• **Excerpt to read**:
EXERCISABLE ON OR AFTER AUGUST 5, 2014 

AND ON OR BEFORE THE EXPIRATION DATE 
  

			
	 No. 
	  	Warrant to Purchase              Shares

 Warrant Certificate 

WARRANTS TO ACQUIRE COMMON STOCK OF GEVO, INC. 

This Warrant Certificate certifies that             , or registered
assigns, is the registered holder of a Warrant (the “Warrant”) to acquire from Gevo, Inc., a Delaware corporation (the “Company”), the number of fully paid and non-assessable shares of Common Stock, $0.01 par value, of the
Company (the “Common Stock”) specified above for consideration equal to the Exercise Price (as defined in the Warrant Agreement (as defined below)) per share of Common Stock. The Exercise Price and number of shares of Common Stock and/or
type of securities or property issuable upon exercise of the Warrant are subject to adjustment upon the occurrence of certain events as set forth in the Warrant Agreement. The Warrant evidenced by this Warrant Certificate shall not be exercisable
after and shall terminate and become void as of 5:00 P.M., New York time, on August 5, 2019 (the “Expiration Date”).

• **Goal of the exercise**:
In the warrant certificate above, at what time and on what date does the Warrant become void?

• **Data lines**:
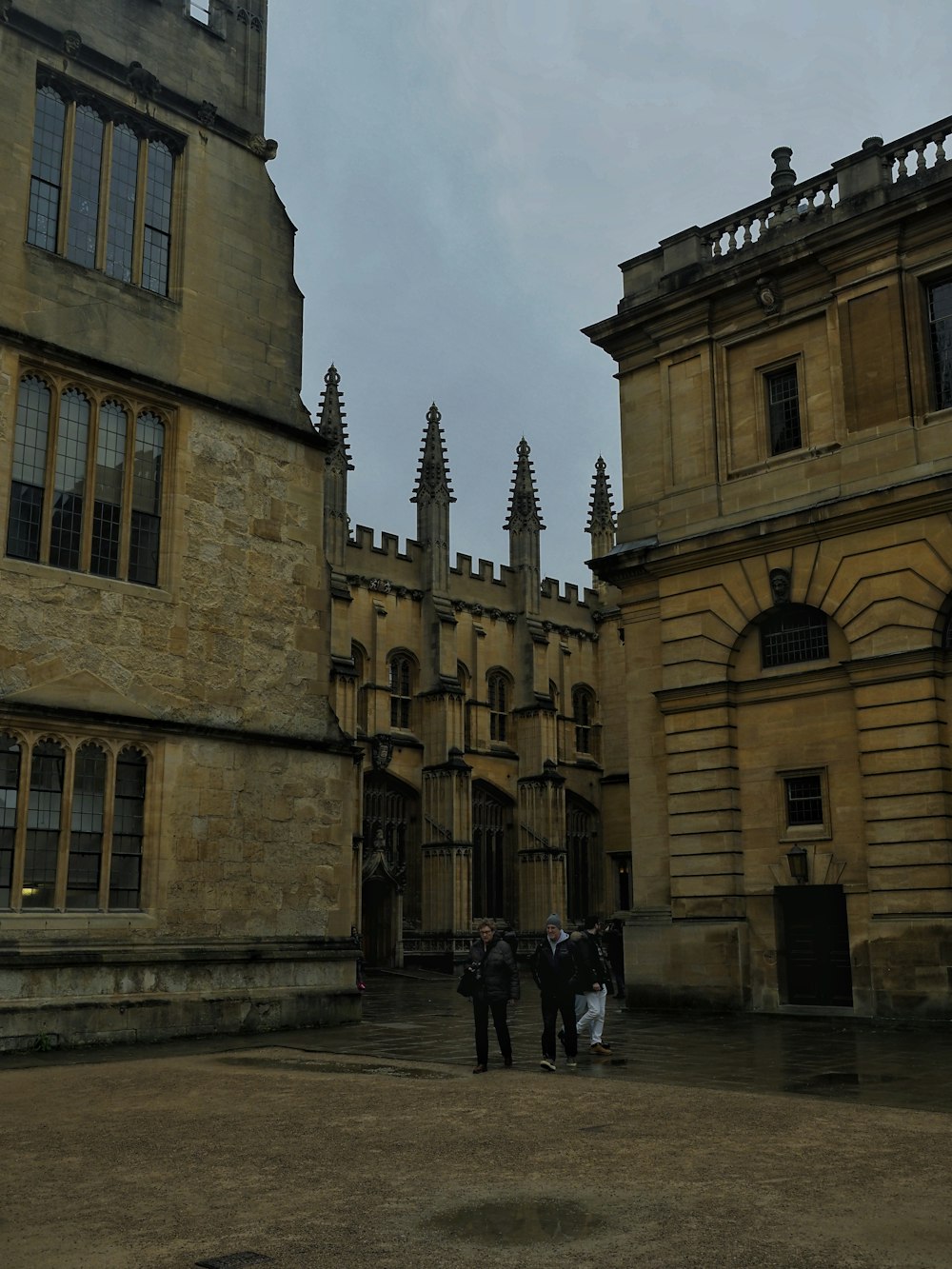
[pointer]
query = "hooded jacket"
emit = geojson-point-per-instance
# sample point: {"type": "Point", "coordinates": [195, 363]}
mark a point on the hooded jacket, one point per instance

• **Completed task**:
5:00 P.M., New York time, on August 5, 2019.